:: Passage provided ::

The method is kindergarten level, crude even, but it works!

enter image description here enter image description here enter image description here

It's entirely flexible and has the added advantage of being able to assume any shape a storyline demands. It can even move independently of it's 'master', take on a life of it's own!

Shadows -

The system uses a 2D alhpa layered plane textured with the shadow movie or a still frame when no animation is involved. This is laid at the actor's or object's 'feet' and parented to the same empty that's propelling it forward. (for stability)

It can just as easily be placed on a wall, or bent half between!

Shadow movies can be blurred in the VSE when a sharply defined version isn't desirable, the plane textured with that instead.

They are also rendered using OpenGL and with no lighting. (Black on transparent)

A shadow is photographed/filmed as with any movie, capturing the actor's movements, but holding it (the actor) stationary. I find it easier to create a new scene and copy paste the actor into that, animation and all, removing or disabling all lighting. You end up with a black figure doing it's thing on an alpha layered background.

:::

Exercise task
Pick up the passage on faking shadows with textured planes after its final sentence and continue writing it. The rows below were taken from a different source than the passage.

:: Material provided ::

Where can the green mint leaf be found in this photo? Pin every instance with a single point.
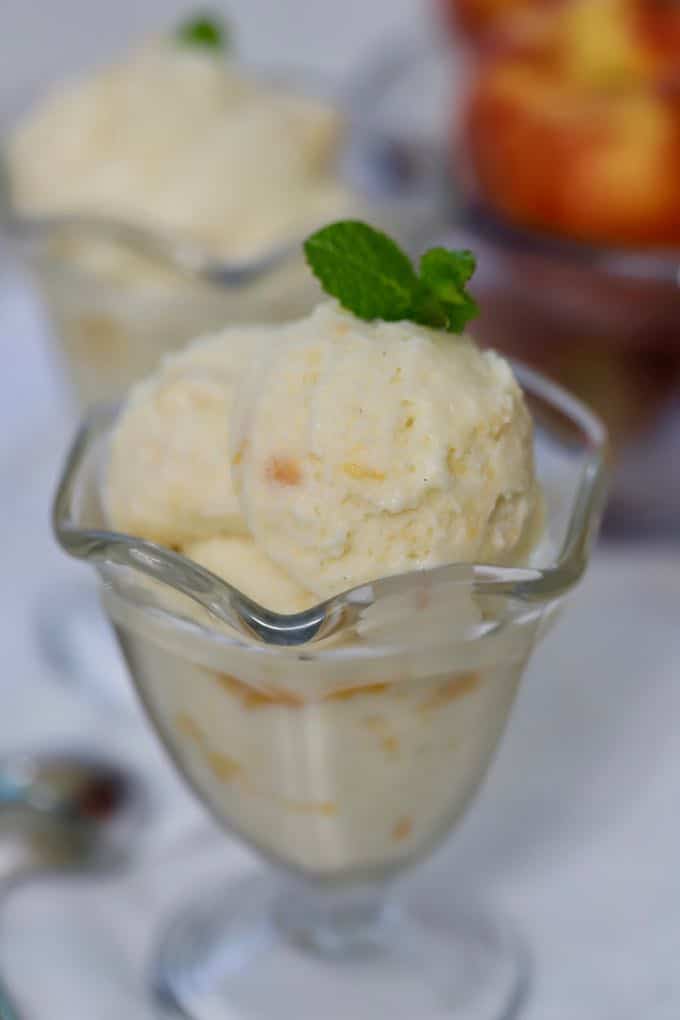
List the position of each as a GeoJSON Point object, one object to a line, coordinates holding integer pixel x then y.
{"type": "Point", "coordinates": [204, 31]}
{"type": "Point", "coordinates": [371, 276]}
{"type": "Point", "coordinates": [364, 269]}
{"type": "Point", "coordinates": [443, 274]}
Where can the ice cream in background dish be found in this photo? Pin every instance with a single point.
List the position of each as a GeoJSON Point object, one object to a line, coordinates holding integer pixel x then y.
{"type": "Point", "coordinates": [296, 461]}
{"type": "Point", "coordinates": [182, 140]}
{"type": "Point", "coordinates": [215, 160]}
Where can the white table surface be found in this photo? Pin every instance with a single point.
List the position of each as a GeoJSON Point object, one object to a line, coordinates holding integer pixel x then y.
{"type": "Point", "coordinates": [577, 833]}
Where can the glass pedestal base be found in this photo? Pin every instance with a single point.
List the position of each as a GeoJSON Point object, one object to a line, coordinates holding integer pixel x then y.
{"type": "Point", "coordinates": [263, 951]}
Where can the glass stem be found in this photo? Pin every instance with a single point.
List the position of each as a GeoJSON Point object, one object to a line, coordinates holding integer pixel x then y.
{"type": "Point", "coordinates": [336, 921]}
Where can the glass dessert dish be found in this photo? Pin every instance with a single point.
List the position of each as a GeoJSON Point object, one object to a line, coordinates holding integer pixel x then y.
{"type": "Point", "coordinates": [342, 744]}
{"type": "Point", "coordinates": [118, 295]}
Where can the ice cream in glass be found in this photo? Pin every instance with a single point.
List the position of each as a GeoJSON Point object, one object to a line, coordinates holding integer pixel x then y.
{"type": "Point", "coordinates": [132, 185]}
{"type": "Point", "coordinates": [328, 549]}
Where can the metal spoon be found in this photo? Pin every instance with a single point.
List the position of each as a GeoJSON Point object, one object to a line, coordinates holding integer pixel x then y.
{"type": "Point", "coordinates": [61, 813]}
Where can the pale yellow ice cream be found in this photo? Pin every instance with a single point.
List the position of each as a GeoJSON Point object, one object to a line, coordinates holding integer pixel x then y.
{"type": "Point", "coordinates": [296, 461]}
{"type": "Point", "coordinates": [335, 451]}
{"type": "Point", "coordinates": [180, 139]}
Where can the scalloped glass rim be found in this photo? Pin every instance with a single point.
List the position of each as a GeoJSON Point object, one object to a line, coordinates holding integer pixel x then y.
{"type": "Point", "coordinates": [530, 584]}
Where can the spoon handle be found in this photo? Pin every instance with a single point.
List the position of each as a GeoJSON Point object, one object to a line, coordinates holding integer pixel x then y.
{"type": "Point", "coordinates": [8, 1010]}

:::

Exercise output
This is rendered out using OpenGL as png files, one for each frame and with the "RGBA" button pressed for the alpha layer.

I'd recommend setting up a fixed camera for this. It will give you somewhere stable to come back to, should the need arise.

The cam is usually placed at a position that gives the best results for the job. This isn't necessarily from where the scenario's lighting originates.

More often it can be at it's 'compass' direction only, and at a height and angle to suit. In the Plant example, the shadow sequence was taken from about mid plant height and perpendicular to them.

The walking sequence was taken from directly behind and with the forward motion disabled. i.e. animated but stationary. Whatever 'stretching' is needed for the shadow's projection, is achieved by scaling the plane in that axis. Keyframes can rescale as necessary.

The craft taking off was just a still alpha layered 'photograph' to get it's basic shape from the sun's angle. (It was not intended for this particular background photo)

The shadow plane was parented to the craft.

When the craft takes off and rotates, so too does the plane, so it's Z height has to be held at it's original setting. To add realism the width of the plane was scaled down with a keyframe or two to more accurately reflect the sun's projection angle.

Where more complex distortions might be required, shape keys can be called upon.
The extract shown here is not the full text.